■ Task 1 ■
What percentage changes in use of care does the care-coordination article report for Guided Care patients after the first eight months of the study? List each one.
■ Task 2 ■
Answer these questions from the care-coordination article:
(a) Who developed the "transitional care" model?
(b) What position does Neera Tanden hold?
(c) How many primary care practices are in the Guided Care study?
■ Task 3 ■
How would you say this sentence from the care-coordination article in Spanish: "The summary said "these differences in utilization represent an estimated annual net savings.""

Similarly, a "transitional care" model developed by University of Pennsylvania gerontology professor Mary D. Naylor relies on planning by a registered nurse with gerontological expertise. The nurse tailors post-discharge care to each patient's situation, and provides follow-up care by phone and through home visits.

Among the lessons policy makers should draw from these approaches is the importance of following the patient through the hospital visit into other treatment settings and of in-person visits to monitor patients once they are discharged, said Susan Reinhard, director of AARP's Public Policy Institute.

Congressional aides at the forum agreed that Medicare demonstration programs offer no magic answer to the high costs and low quality that can result from the lack of coordination and monitoring characteristic of treatment of those with multiple chronic conditions.

Neera Tanden, representing the Obama administration, agreed, saying "we have limited experience with demos that are working." Tanden is a senior counselor at HHS on health overhaul issues. But Hill aides said that continued work to improve treatment could generate considerable savings and is a priority on both sides of the aisle.

Developed at the Johns Hopkins Bloomberg School of Public Health, the Guided Care Model appears to have reduced costs and boosted quality in a continuing study at eight primary care practices in the Baltimore-Washington, D.C. area.

"After the first eight months of the study, Guided Care patients experienced, on average, 24 percent fewer hospital days, 37 percent fewer skilled nursing facility days, 15 percent fewer emergency department visits and 29 percent fewer home health care episodes, as well as 9 percent more specialist visits," according to a Johns Hopkins fact sheet on the program. The summary said "these differences in utilization represent an estimated annual net savings." Patients involved rated the quality of care higher and doctors were more satisfied with communication with the patient and said they were better informed about the condition of the patient.

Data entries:
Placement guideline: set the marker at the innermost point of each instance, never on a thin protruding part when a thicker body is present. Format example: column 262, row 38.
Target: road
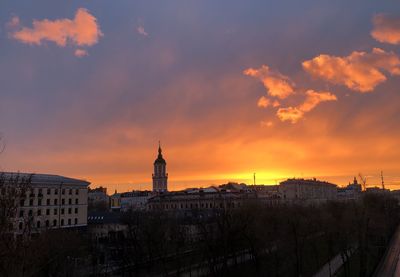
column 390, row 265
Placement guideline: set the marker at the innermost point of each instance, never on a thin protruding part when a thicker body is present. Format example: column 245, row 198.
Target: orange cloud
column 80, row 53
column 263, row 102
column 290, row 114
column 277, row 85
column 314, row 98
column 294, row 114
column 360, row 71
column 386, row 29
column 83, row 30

==

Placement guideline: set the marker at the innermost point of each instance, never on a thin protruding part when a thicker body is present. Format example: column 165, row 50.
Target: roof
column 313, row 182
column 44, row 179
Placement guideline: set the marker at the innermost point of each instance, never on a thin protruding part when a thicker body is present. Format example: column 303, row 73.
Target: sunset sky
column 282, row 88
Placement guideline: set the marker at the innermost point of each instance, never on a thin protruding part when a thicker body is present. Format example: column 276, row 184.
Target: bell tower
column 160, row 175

■ Response box 1 ■
- 24 percent fewer hospital days
- 37 percent fewer skilled nursing facility days
- 15 percent fewer emergency department visits
- 29 percent fewer home health care episodes
- 9 percent more specialist visits

■ Response box 2 ■
(a) Mary D. Naylor, a University of Pennsylvania gerontology professor
(b) Senior counselor at HHS on health overhaul issues
(c) Eight

■ Response box 3 ■
El resumen decía: «estas diferencias en la utilización representan un ahorro neto anual estimado».